List of tasks:
(a) Reproduce everything in the SAP earnings report from "This still left" down to "flat European revenues.".
(b) Answer these from the SAP earnings report:
(i) What was SAP's bottom line for Q3?
(ii) By how much did turnover rise year-on-year, and to what total?
(iii) What figure did support revenue grow to?
**** Provided passage
McDermott boasts of huge bulge into the cloud

German software maker SAP reported a massive plunge in Q3 profits but an operational slip was not to blame, just a one-off gain from its lawsuit with Oracle a year ago.

This still left the vendor with a bottom line of €618m, albeit 51 per cent lower than the €1.25bn ($1.62bn) it banked 12 months ago when earnings were boosted €566m ($723m) by a judge reducing damages in a lawsuit brought by Oracle.

The positive momentum in sales seen last quarter continued with turnover up 16 per cent year-on-year to €3.95bn, fuelled by operations in the Americas and Asia Pacific, up 37 and 18 per cent respectively, which offset flat European revenues.

Software licensing went up 17 per cent to €1.02bn, and support grew 16 per cent to €2.1bn, but the "innovation" hotspots for SAP that will become a bigger part of its future did well too.
********
**** Supplied information
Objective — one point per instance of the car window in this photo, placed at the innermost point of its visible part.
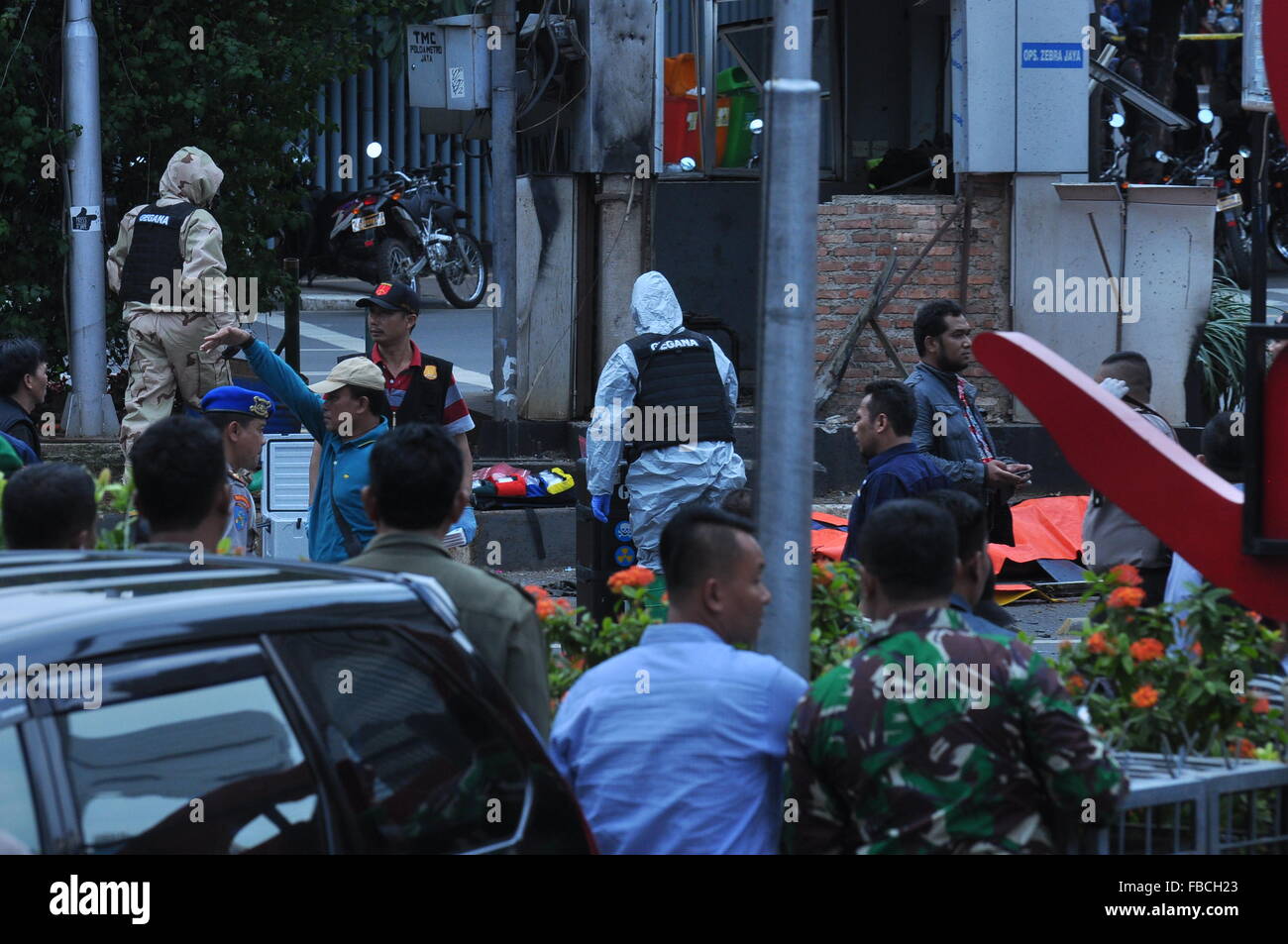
(206, 771)
(18, 829)
(424, 765)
********
Complete answers:
(a)
This still left the vendor with a bottom line of €618m, albeit 51 per cent lower than the €1.25bn ($1.62bn) it banked 12 months ago when earnings were boosted €566m ($723m) by a judge reducing damages in a lawsuit brought by Oracle.

The positive momentum in sales seen last quarter continued with turnover up 16 per cent year-on-year to €3.95bn, fuelled by operations in the Americas and Asia Pacific, up 37 and 18 per cent respectively, which offset flat European revenues.

(b)
(i) €618m
(ii) 16 per cent, to €3.95bn
(iii) €2.1bn